» Coordinate annotation data
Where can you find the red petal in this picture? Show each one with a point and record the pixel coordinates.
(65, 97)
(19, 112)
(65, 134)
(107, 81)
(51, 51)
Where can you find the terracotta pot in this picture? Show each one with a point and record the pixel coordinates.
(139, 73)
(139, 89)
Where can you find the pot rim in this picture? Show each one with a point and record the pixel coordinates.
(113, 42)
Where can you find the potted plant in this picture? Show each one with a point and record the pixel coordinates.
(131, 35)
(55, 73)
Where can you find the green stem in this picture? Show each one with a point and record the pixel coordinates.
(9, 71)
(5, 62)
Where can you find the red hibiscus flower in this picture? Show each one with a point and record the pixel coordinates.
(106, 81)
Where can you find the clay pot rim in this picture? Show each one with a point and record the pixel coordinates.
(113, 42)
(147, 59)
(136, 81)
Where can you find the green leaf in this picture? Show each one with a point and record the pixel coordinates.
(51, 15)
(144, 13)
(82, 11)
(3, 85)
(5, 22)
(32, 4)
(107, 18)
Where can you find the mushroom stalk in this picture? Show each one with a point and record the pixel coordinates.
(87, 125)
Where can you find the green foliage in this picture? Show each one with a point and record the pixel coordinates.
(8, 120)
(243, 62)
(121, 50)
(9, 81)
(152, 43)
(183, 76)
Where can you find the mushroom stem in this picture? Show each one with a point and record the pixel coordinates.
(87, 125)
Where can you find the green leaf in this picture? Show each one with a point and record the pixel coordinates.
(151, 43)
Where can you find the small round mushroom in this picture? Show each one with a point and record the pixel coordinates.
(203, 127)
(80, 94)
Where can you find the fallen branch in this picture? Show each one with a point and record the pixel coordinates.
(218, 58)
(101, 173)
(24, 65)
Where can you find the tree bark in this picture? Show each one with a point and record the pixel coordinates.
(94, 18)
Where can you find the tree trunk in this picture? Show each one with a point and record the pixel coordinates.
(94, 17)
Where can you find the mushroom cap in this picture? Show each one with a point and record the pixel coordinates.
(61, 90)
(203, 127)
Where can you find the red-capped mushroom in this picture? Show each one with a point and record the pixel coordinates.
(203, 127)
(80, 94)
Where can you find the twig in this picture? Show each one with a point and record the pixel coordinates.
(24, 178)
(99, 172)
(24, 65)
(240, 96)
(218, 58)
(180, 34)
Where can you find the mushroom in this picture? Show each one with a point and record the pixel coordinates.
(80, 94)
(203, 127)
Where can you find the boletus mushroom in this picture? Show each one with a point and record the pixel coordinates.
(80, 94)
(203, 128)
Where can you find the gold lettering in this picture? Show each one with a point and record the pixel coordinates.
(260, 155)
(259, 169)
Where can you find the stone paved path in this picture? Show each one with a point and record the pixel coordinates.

» Exercise prompt
Lay out the data above as a Markdown table with the columns "Row" and "Line", giving each line its row number and leaving out blank lines.

» Answer to this task
| Row | Line |
|---|---|
| 1 | Where can you find the red petal in this picture? Show each one with a point and record the pixel coordinates. |
| 2 | (65, 97) |
| 3 | (19, 112) |
| 4 | (65, 134) |
| 5 | (107, 81) |
| 6 | (51, 51) |
| 7 | Where can you find the terracotta pot in this picture? Show each one with a point and record the pixel coordinates. |
| 8 | (139, 73) |
| 9 | (139, 89) |
| 10 | Where can you find the pot rim in this picture? Show each one with a point and record the pixel coordinates. |
| 11 | (113, 42) |
| 12 | Where can you find the potted plant in this picture? Show each one with a point and record the pixel coordinates. |
| 13 | (131, 35) |
| 14 | (55, 73) |
| 15 | Where can you find the green stem in this picture? Show each one with a point and record the pixel coordinates. |
| 16 | (9, 71) |
| 17 | (5, 62) |
| 18 | Where can you find the red hibiscus flower in this picture? Show each one with a point and record the pixel coordinates. |
| 19 | (106, 81) |
| 20 | Where can you find the clay pot rim in this picture? Show each one with a point and record the pixel coordinates. |
| 21 | (113, 42) |
| 22 | (147, 59) |
| 23 | (136, 81) |
| 24 | Where can you find the green leaf in this picture? Show each one with a point and record the pixel coordinates. |
| 25 | (51, 15) |
| 26 | (144, 13) |
| 27 | (82, 11) |
| 28 | (3, 85) |
| 29 | (5, 22) |
| 30 | (32, 4) |
| 31 | (107, 18) |
| 32 | Where can you find the mushroom stalk in this picture? Show each one with a point and record the pixel coordinates. |
| 33 | (87, 125) |
| 34 | Where can you find the green foliage in this picture? Show each one with a point and record the pixel coordinates. |
| 35 | (8, 120) |
| 36 | (243, 62) |
| 37 | (121, 50) |
| 38 | (9, 81) |
| 39 | (152, 43) |
| 40 | (183, 76) |
| 41 | Where can you find the mushroom stem in this picture? Show each one with a point and record the pixel coordinates. |
| 42 | (87, 125) |
| 43 | Where can you find the green leaf in this picture? Show each one with a point and record the pixel coordinates. |
| 44 | (151, 43) |
| 45 | Where can you find the small round mushroom in this picture? Show each one with a point and record the pixel coordinates. |
| 46 | (203, 127) |
| 47 | (80, 94) |
| 48 | Where can you find the fallen branch in this picture? Show each one with a point and record the pixel coordinates. |
| 49 | (218, 58) |
| 50 | (101, 173) |
| 51 | (24, 65) |
| 52 | Where can you find the tree bark in this picture? Show each one with a point and record the pixel coordinates. |
| 53 | (94, 18) |
| 54 | Where can you find the tree trunk in this picture? Show each one with a point and record the pixel coordinates. |
| 55 | (94, 17) |
| 56 | Where can you find the mushroom cap in this picture? Show each one with a point and record the pixel coordinates. |
| 57 | (61, 90) |
| 58 | (203, 127) |
| 59 | Where can you find the red-capped mushroom in this picture? Show each one with a point and record the pixel coordinates. |
| 60 | (203, 127) |
| 61 | (80, 94) |
| 62 | Where can you find the twig in this picture? Show each one with a point and record the pixel coordinates. |
| 63 | (24, 178) |
| 64 | (99, 172) |
| 65 | (24, 65) |
| 66 | (240, 96) |
| 67 | (218, 58) |
| 68 | (180, 34) |
| 69 | Where can you find the mushroom in this picture? Show each one with a point and record the pixel coordinates. |
| 70 | (80, 94) |
| 71 | (203, 127) |
| 72 | Where can you find the boletus mushroom in this picture? Show each one with a point and record the pixel coordinates. |
| 73 | (80, 94) |
| 74 | (203, 128) |
| 75 | Where can you find the gold lettering in this picture? Show each one with a point and record the pixel coordinates. |
| 76 | (260, 155) |
| 77 | (259, 169) |
| 78 | Where can you find the stone paved path in this picture? Show each one with a point and record the pixel coordinates. |